Exercise goal = Count the rows below that contain the word "white", with matching case, and reply with that number alone.

Dataset extract =

┄┄┄┄┄┄┄┄┄┄

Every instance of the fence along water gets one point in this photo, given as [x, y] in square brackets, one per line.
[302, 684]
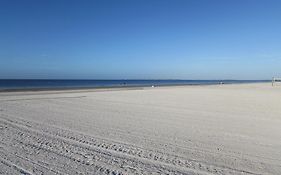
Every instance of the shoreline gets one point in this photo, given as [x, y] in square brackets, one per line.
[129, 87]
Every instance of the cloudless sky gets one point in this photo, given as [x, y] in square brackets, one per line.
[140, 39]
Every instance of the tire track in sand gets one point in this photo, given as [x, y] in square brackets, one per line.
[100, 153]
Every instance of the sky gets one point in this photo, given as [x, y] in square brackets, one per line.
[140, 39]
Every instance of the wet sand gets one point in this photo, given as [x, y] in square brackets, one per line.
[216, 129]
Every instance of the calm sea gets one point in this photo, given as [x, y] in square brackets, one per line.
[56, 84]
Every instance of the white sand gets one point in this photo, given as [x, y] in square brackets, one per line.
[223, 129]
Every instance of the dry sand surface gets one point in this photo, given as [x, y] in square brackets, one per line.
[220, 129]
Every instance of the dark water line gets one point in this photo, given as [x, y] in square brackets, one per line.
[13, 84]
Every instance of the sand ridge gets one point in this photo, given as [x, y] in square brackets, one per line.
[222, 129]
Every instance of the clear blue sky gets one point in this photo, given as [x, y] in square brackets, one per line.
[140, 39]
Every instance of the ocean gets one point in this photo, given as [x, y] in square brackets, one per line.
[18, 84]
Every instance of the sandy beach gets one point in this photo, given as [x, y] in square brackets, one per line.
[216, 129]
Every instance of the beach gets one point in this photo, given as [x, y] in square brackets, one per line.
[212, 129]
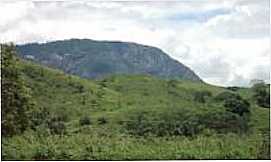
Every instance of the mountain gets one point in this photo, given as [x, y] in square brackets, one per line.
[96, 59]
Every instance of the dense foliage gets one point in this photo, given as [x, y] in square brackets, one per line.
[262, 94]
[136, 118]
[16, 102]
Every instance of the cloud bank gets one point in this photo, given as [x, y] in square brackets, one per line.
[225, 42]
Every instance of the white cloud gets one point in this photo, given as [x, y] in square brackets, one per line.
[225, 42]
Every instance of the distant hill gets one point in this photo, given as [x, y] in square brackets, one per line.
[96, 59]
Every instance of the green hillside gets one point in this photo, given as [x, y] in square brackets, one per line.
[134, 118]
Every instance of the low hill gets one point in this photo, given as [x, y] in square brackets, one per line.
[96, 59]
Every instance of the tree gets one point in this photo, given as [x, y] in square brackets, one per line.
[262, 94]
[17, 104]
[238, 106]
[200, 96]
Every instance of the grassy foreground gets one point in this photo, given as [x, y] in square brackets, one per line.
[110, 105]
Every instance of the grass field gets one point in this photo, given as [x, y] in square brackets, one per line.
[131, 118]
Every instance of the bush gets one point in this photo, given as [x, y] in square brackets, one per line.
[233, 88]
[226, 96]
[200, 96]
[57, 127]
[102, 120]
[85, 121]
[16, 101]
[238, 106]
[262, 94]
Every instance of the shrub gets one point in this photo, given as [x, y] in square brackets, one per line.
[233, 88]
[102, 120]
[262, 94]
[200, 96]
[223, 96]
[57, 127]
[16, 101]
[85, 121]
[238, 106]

┄┄┄┄┄┄┄┄┄┄

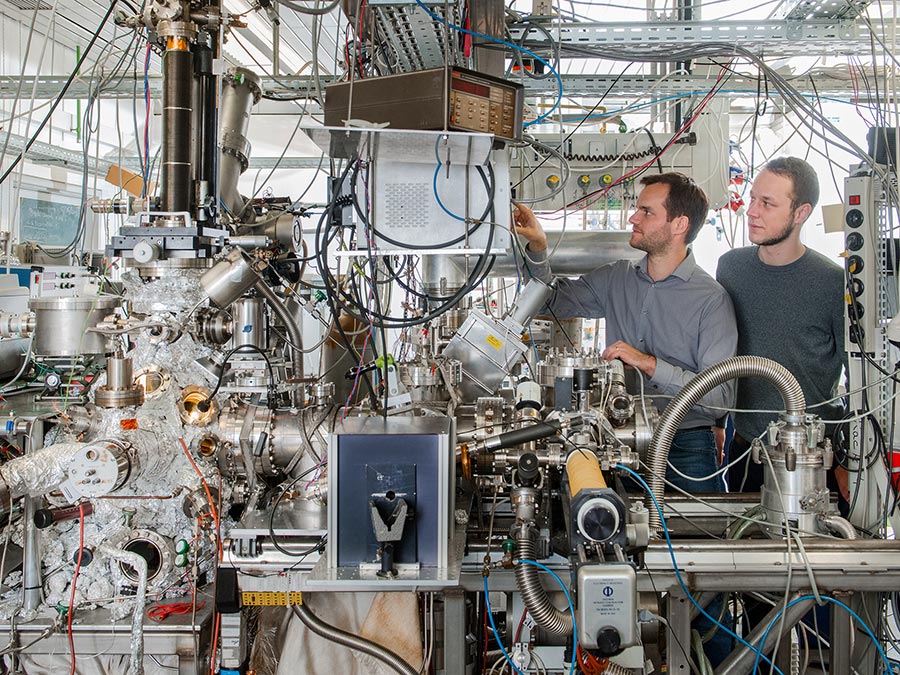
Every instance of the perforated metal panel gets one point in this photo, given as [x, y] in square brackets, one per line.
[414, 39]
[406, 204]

┄┄┄┄┄┄┄┄┄┄

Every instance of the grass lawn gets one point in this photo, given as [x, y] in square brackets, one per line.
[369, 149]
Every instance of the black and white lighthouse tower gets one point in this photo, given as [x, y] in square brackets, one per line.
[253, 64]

┄┄┄┄┄┄┄┄┄┄

Written answer = 3